Written problem :: Emit only the lines from the line containing "--target glass window" through the last line of the entries, unchanged.

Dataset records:
---*---

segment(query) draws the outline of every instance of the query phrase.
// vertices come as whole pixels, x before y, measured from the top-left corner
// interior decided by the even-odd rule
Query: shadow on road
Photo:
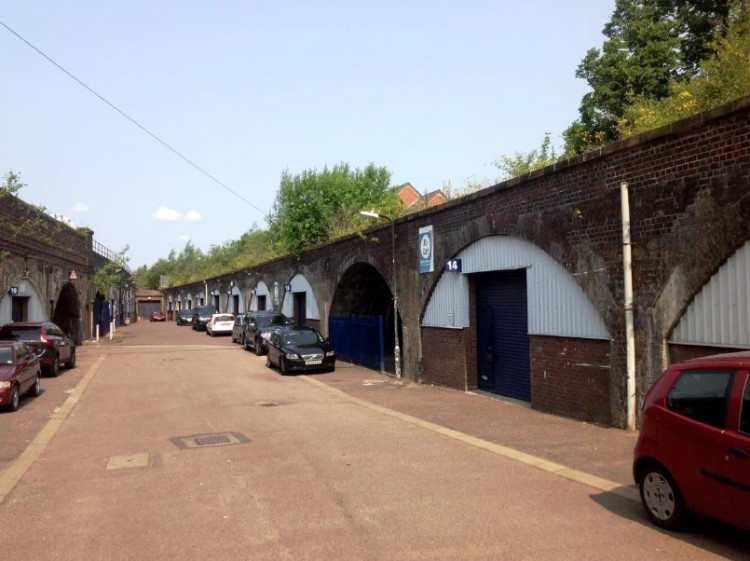
[[[617,516],[647,526],[655,532],[682,540],[707,552],[721,555],[732,561],[750,559],[750,532],[705,518],[695,518],[681,532],[668,532],[658,528],[648,519],[639,502],[625,499],[614,493],[591,495],[591,499]]]

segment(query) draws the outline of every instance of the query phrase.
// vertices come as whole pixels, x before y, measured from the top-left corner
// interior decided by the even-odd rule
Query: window
[[[686,370],[667,396],[667,408],[700,423],[723,428],[734,372]]]
[[[740,410],[740,432],[750,434],[750,378],[745,380],[745,394]]]

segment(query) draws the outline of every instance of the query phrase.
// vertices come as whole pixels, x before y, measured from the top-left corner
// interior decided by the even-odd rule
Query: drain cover
[[[247,444],[250,439],[240,432],[219,432],[208,434],[192,434],[190,436],[173,436],[169,440],[183,450],[186,448],[207,448],[210,446],[231,446],[232,444]]]

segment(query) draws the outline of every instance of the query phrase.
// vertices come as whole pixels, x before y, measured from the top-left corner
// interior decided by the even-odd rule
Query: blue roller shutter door
[[[526,270],[476,275],[480,388],[531,400]]]

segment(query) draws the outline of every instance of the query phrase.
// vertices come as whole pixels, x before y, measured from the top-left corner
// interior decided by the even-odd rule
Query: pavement
[[[137,344],[133,324],[86,345]],[[148,322],[145,322],[148,323]],[[420,384],[338,362],[332,373],[299,376],[364,407],[439,432],[527,465],[639,501],[633,483],[637,432],[535,411],[482,391]]]

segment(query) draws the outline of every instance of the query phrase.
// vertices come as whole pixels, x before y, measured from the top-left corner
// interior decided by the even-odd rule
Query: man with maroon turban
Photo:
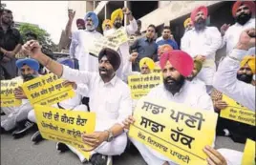
[[[185,80],[194,68],[193,58],[182,51],[169,51],[160,56],[160,68],[163,84],[153,89],[146,97],[181,103],[191,108],[212,111],[213,104],[205,90]],[[123,122],[125,128],[134,123],[133,116]],[[157,151],[145,146],[134,138],[130,138],[138,148],[148,165],[175,164],[173,160],[163,156]],[[214,150],[210,148],[209,150]],[[219,159],[219,158],[218,158]]]
[[[238,43],[239,36],[243,31],[255,28],[255,2],[235,2],[232,8],[232,15],[235,18],[236,23],[232,26],[224,24],[221,28],[223,36],[222,47],[226,44],[226,55],[230,53]]]
[[[210,93],[216,72],[215,55],[222,44],[222,36],[216,27],[206,27],[207,16],[208,10],[204,6],[200,6],[191,12],[194,28],[185,32],[181,48],[203,63],[198,78],[205,83],[207,93]]]

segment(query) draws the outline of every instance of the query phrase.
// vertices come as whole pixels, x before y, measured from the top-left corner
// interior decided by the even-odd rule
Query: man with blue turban
[[[89,48],[94,40],[101,37],[101,33],[96,29],[98,26],[97,15],[89,11],[85,14],[85,31],[77,31],[72,34],[72,42],[70,47],[70,55],[76,58],[80,71],[96,72],[98,70],[97,58],[89,54]]]
[[[30,81],[39,76],[39,63],[32,58],[24,58],[16,61],[21,75],[12,80],[20,80],[23,82]],[[11,132],[16,129],[12,135],[14,138],[23,136],[29,130],[33,127],[33,123],[28,121],[28,113],[32,110],[27,96],[25,95],[21,87],[14,90],[16,99],[22,101],[21,106],[18,107],[1,107],[3,112],[8,115],[5,120],[1,121],[1,134],[4,132]]]

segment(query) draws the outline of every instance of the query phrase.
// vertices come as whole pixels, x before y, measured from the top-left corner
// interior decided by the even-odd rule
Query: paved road
[[[1,117],[2,118],[2,117]],[[20,139],[11,134],[1,134],[1,165],[81,165],[72,152],[58,153],[55,143],[42,141],[35,145],[31,141],[32,134]],[[228,137],[217,137],[216,148],[229,148],[244,151],[245,145],[234,143]],[[146,165],[139,153],[126,152],[115,157],[114,165]]]

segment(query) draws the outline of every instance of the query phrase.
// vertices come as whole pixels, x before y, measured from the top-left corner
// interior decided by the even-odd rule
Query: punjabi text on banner
[[[212,145],[217,114],[185,105],[141,98],[129,135],[181,165],[206,165],[203,149]]]

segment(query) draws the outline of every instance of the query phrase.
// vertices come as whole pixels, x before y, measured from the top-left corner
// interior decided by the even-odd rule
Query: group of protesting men
[[[124,14],[130,23],[126,27],[122,27]],[[102,34],[96,31],[98,26],[97,15],[90,11],[86,13],[84,20],[77,20],[78,31],[69,32],[70,55],[77,59],[78,67],[75,67],[75,61],[72,59],[62,59],[59,62],[53,60],[42,52],[40,44],[33,38],[22,46],[21,52],[31,58],[16,61],[21,75],[15,78],[26,82],[40,76],[40,63],[49,72],[67,80],[65,83],[71,84],[75,92],[75,97],[53,106],[74,111],[91,110],[96,113],[96,131],[81,136],[85,144],[94,148],[91,151],[92,157],[87,160],[81,153],[64,143],[57,143],[59,151],[72,150],[81,162],[90,161],[94,165],[103,165],[111,161],[112,155],[121,155],[129,140],[137,147],[147,164],[176,164],[138,140],[127,138],[130,125],[136,122],[133,117],[133,105],[136,101],[131,98],[127,77],[152,73],[154,69],[159,69],[161,71],[163,82],[152,89],[146,97],[219,113],[227,107],[222,100],[224,93],[247,109],[255,111],[254,2],[235,2],[232,14],[236,23],[231,26],[224,24],[220,31],[215,27],[206,26],[206,7],[195,9],[190,18],[184,22],[185,33],[179,50],[168,27],[163,29],[162,37],[155,42],[154,25],[149,25],[144,36],[139,36],[142,35],[138,31],[139,22],[135,20],[129,9],[118,9],[112,13],[110,20],[105,20],[102,24],[104,37],[111,38],[118,29],[125,29],[128,35],[137,39],[132,43],[122,43],[117,51],[103,48],[96,57],[91,55],[88,50],[94,44],[93,41],[102,37]],[[2,24],[7,19],[5,16],[3,14],[1,17]],[[68,24],[71,24],[70,22],[72,21],[69,20]],[[217,68],[216,52],[225,45],[226,56]],[[4,54],[5,57],[9,56],[9,53]],[[1,108],[8,114],[8,117],[1,121],[1,134],[15,130],[13,136],[21,137],[35,126],[36,118],[33,108],[21,88],[15,90],[15,97],[22,100],[21,106]],[[82,97],[89,97],[87,106],[82,104]],[[245,141],[244,138],[255,140],[255,134],[252,134],[253,131],[255,133],[255,127],[223,120],[218,120],[217,135],[231,134],[234,140],[239,136],[242,140],[238,141]],[[34,142],[43,139],[38,130],[32,138]],[[203,151],[208,155],[206,160],[210,165],[234,165],[242,162],[241,152],[215,150],[210,146],[205,146]]]

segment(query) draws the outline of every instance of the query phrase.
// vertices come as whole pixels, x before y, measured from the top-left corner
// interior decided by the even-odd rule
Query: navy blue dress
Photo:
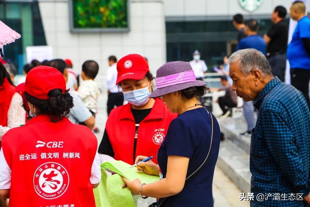
[[[198,169],[206,157],[211,144],[212,123],[204,108],[185,111],[170,123],[165,140],[159,148],[157,160],[161,178],[166,177],[168,156],[175,155],[189,158],[186,177]],[[208,161],[195,178],[179,193],[167,197],[163,206],[213,206],[212,183],[217,160],[220,140],[219,123],[215,117],[214,142]],[[157,205],[163,199],[160,199]]]

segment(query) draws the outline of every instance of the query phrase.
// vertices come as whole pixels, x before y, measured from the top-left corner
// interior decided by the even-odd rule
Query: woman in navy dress
[[[213,206],[212,184],[220,135],[215,118],[199,104],[207,89],[205,83],[196,80],[188,63],[181,61],[162,66],[156,77],[157,89],[150,97],[161,97],[179,115],[170,123],[158,150],[158,164],[151,160],[140,162],[147,156],[138,156],[135,163],[138,170],[159,176],[160,180],[146,185],[137,179],[123,178],[123,187],[143,198],[159,198],[157,206]]]

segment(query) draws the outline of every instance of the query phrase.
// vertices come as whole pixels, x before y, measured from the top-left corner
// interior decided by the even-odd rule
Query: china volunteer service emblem
[[[252,12],[257,10],[263,4],[263,0],[238,0],[239,4],[242,9]]]
[[[62,165],[55,162],[42,164],[33,176],[36,192],[45,199],[52,199],[61,196],[69,185],[68,172]]]
[[[159,145],[162,144],[164,138],[164,134],[161,132],[157,132],[153,136],[153,142],[155,144]]]
[[[132,62],[131,61],[128,60],[125,61],[124,63],[124,66],[126,68],[129,68],[132,66]]]

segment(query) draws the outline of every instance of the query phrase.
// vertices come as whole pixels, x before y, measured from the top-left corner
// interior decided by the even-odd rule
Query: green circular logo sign
[[[263,0],[238,0],[238,1],[242,9],[252,12],[259,8],[263,4]]]

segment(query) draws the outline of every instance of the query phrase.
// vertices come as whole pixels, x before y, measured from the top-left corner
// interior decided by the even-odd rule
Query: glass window
[[[26,63],[26,47],[46,45],[38,2],[0,3],[0,20],[21,35],[4,46],[4,58],[14,63],[21,74]]]
[[[228,16],[226,20],[166,22],[167,60],[189,61],[195,50],[201,53],[212,70],[213,66],[223,63],[223,57],[237,49],[237,31]],[[288,24],[289,19],[286,19]],[[272,23],[270,18],[257,20],[262,37]]]

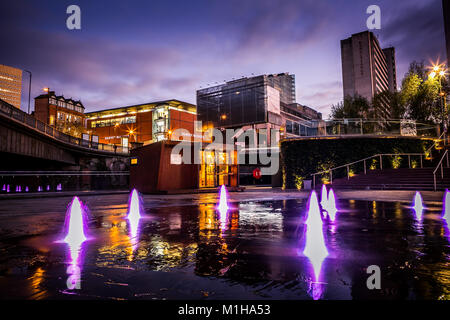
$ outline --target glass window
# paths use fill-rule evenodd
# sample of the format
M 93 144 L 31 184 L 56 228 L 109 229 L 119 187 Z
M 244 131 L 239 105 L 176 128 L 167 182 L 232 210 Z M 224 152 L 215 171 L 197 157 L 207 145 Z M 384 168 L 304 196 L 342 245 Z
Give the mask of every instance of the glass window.
M 292 121 L 286 120 L 286 132 L 292 133 Z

---*---

Worked solution ::
$ outline --target glass window
# paths use fill-rule evenodd
# sample of the format
M 93 144 L 31 184 L 56 228 L 109 229 L 119 187 Z
M 244 131 L 239 105 L 176 128 L 167 182 L 232 210 Z M 224 152 L 215 171 L 197 157 L 207 145 Z M 384 168 L 304 196 L 342 245 Z
Give the mask of every instance of the glass window.
M 292 121 L 286 120 L 286 132 L 292 133 Z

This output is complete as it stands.